• **What is asked**
a) In the Sentra forum thread, how much horsepower does advancing the timing to 15 degrees add?
b) Reproduce the Sentra forum thread from "# 93 Sentra" to "the ski slopes." without any changes.

• **Document text**
◇ ◇ ◇

# 93 Sentra XE - Just started



## Guest (Jul 15, 2002)

Just got into trying to improve the performance on this car. An automatic so I am not wanting to go too far. It's also a daily driver. No major engine modifications yet. 70 series tires cause I have to get up the ski slopes. 

My first step for improved performance should be?

I have the stock set of tires for sale - Follow the link for a picture.http://gladstone.uoregon.edu/~mbeardsl/tires/tires.htm


----------



## sentrapower93 (May 11, 2002)

Advance your timing to 15 deg. and get a 5 HP increase for free. Then get a HS cai, this will be a good start and you will feel a nice power increase...


----------



## Guest (Jul 15, 2002)

*hp increase from CAI*

Except for the changed wheels, everything else is stock.. what kind of hp results would you expect?


----------



## sentrapower93 (May 11, 2002)

*Re: hp increase from CAI*



169 said:


> *Except for the changed wheels, everything else is stock.. what kind of hp results would you expect? *


The HS CAI should give you about a 4-5 HP increase...


----------



## sentra94xe (May 6, 2002)

I went ahead and checked off "CAI" because it is one of the best bang-for-the-buck mods on the GA-motor. Place Racing and Hotshot both put out exceptional CAI products for our motors... and I've only heard good things about the AEM intake, thought it is a lil' bit more expensive. As for what to truely do first, advance your timing. FREE mods are the bestest! (yes, that's bestest  ). LOL You can find past posts about advancing your timing in the Archives... use the "Search" command to find them.


----------

◇ ◇ ◇

• **Dataset section**

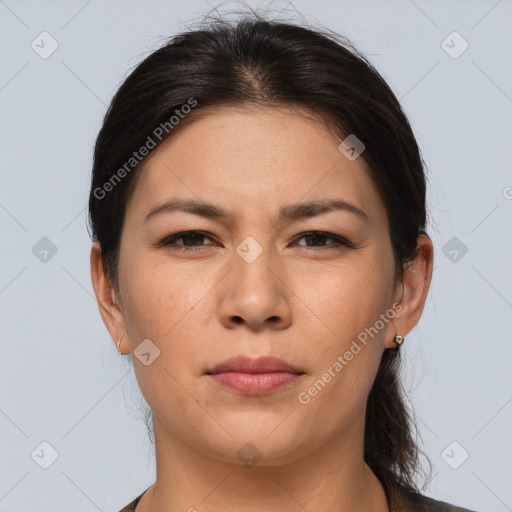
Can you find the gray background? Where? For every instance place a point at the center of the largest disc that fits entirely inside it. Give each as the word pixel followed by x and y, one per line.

◇ ◇ ◇

• **The results**
a) 5 HP, for free.

b)
# 93 Sentra XE - Just started



## Guest (Jul 15, 2002)

Just got into trying to improve the performance on this car. An automatic so I am not wanting to go too far. It's also a daily driver. No major engine modifications yet. 70 series tires cause I have to get up the ski slopes.